#### INSTRUCTIONS FOR THE TASK
Rewrite the stretch of records from the start through the line containing "(751, 1135)", putting "person's" in place of "woman's" and keeping everything else the same.

[Items from a data source]

========================================

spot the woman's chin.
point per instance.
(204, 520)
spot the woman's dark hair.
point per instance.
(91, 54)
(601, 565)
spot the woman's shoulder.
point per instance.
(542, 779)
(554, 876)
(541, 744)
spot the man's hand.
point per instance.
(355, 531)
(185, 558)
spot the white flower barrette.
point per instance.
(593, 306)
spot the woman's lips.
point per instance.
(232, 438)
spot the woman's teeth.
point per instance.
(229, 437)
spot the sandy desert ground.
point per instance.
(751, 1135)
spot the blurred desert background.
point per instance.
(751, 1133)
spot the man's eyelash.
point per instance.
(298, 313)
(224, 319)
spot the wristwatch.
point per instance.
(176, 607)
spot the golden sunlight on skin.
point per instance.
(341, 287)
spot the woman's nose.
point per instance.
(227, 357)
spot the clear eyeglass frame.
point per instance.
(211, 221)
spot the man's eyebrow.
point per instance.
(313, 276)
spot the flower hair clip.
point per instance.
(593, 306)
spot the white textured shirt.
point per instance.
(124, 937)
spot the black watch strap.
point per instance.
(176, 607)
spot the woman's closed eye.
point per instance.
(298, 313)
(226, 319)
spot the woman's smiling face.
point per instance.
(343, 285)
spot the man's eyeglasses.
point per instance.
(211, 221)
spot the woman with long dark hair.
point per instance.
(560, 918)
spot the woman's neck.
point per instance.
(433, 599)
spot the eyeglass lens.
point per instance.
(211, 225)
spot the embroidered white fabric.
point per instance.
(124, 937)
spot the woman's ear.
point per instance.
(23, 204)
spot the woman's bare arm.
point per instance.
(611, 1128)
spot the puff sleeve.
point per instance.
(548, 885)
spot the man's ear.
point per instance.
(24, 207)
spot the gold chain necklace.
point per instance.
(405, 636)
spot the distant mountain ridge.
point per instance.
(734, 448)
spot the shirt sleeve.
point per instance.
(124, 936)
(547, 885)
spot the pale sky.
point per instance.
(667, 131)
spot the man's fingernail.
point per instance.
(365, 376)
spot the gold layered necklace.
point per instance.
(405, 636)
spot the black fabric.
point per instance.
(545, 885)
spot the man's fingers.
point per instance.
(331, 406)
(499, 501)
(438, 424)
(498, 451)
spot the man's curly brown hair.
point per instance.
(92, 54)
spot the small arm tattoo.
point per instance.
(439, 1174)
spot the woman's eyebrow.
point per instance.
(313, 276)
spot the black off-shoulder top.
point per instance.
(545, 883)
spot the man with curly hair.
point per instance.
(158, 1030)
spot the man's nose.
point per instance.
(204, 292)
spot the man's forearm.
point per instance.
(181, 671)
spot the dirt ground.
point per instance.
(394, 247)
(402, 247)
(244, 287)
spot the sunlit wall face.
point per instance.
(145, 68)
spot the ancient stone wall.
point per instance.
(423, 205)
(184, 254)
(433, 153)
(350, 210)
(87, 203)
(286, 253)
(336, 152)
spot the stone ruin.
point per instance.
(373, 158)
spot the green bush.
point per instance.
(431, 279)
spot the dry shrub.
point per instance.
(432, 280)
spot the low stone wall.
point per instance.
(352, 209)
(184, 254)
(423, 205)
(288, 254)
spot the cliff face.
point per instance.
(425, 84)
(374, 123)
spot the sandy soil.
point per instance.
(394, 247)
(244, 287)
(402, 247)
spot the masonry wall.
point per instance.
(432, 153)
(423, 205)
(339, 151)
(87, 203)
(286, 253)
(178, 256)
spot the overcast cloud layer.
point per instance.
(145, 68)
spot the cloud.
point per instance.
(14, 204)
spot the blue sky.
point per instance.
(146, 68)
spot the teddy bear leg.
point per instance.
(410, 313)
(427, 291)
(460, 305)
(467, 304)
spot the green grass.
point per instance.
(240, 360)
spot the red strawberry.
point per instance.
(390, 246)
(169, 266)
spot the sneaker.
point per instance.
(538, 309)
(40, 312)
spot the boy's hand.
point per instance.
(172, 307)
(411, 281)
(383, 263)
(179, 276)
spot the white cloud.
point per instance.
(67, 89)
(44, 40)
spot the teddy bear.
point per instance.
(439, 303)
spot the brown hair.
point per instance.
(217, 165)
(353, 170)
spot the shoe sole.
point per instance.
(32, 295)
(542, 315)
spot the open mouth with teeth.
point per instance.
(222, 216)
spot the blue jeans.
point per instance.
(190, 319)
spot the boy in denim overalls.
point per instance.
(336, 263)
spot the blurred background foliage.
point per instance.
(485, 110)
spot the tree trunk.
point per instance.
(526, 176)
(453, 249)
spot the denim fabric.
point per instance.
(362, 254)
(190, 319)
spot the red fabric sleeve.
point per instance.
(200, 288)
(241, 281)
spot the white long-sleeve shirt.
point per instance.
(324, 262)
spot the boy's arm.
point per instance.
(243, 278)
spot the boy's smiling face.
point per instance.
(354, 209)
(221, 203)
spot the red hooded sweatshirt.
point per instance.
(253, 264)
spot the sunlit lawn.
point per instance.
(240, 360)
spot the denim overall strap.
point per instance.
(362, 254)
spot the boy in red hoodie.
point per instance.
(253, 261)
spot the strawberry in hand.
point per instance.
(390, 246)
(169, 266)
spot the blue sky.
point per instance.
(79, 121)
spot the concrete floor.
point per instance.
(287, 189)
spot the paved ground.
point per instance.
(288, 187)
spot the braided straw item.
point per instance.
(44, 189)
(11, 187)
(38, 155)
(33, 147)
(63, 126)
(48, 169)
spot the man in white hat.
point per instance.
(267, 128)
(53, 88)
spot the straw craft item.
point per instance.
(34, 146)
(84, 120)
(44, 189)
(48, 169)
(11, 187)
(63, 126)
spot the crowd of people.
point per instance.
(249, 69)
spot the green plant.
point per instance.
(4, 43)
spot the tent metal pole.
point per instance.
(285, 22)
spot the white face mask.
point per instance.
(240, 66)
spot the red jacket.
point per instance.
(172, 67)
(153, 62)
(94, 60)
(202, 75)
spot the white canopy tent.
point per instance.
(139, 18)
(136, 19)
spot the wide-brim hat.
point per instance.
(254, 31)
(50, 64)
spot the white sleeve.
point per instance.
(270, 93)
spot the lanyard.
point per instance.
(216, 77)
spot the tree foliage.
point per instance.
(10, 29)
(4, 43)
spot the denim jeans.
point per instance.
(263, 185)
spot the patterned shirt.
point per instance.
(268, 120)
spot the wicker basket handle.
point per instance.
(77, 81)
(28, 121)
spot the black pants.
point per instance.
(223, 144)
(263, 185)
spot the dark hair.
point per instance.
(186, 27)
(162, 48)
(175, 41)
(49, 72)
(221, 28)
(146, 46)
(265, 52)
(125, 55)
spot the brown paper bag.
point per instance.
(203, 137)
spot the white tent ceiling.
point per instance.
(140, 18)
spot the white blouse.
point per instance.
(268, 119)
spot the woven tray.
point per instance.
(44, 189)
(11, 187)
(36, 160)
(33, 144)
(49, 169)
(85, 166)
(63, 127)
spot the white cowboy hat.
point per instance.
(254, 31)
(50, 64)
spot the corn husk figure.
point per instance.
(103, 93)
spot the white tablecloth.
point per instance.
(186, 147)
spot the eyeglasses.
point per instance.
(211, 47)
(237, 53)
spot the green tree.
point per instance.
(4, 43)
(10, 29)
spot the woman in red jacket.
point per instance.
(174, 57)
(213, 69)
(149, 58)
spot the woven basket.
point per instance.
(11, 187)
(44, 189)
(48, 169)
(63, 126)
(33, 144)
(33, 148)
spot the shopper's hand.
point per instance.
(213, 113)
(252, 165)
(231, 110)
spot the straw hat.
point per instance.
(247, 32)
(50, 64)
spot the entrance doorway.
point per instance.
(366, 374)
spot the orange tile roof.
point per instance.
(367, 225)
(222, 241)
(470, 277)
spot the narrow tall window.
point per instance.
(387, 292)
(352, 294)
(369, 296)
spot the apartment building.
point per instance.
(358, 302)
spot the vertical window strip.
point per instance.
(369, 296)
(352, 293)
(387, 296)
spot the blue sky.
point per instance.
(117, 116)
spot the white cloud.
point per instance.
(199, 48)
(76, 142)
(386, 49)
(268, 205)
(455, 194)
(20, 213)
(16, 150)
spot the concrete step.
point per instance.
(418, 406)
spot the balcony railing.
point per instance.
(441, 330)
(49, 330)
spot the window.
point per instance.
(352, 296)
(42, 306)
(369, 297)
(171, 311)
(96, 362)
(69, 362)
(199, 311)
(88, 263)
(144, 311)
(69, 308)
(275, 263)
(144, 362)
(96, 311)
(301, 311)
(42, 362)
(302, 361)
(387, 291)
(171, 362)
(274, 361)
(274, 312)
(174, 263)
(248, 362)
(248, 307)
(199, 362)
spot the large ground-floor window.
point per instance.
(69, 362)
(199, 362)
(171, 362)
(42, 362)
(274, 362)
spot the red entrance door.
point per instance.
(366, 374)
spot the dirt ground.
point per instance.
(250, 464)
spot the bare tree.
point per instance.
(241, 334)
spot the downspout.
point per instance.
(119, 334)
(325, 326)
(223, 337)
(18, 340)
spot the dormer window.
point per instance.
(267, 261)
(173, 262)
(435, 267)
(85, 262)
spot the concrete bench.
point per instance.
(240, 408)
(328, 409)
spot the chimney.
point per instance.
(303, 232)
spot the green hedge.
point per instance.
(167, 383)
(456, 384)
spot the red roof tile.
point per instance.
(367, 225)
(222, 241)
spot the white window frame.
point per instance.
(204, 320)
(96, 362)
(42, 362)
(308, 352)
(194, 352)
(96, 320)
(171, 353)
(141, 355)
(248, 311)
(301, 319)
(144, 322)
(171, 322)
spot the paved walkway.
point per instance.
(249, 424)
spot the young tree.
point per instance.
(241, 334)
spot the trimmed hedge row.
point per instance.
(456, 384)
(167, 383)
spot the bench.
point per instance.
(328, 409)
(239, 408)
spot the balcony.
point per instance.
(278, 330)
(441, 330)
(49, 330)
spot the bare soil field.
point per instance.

========================================

#### EXERCISE RESPONSE
spot the person's chin.
point per instance.
(204, 520)
spot the person's dark hair.
point per instance.
(91, 54)
(601, 565)
spot the person's shoulder.
point per instance.
(542, 779)
(554, 876)
(541, 744)
spot the man's hand.
point per instance.
(355, 531)
(185, 558)
spot the white flower barrette.
point per instance.
(593, 306)
spot the person's lips.
point per instance.
(232, 438)
spot the person's teeth.
point per instance.
(229, 437)
spot the sandy desert ground.
point per instance.
(751, 1135)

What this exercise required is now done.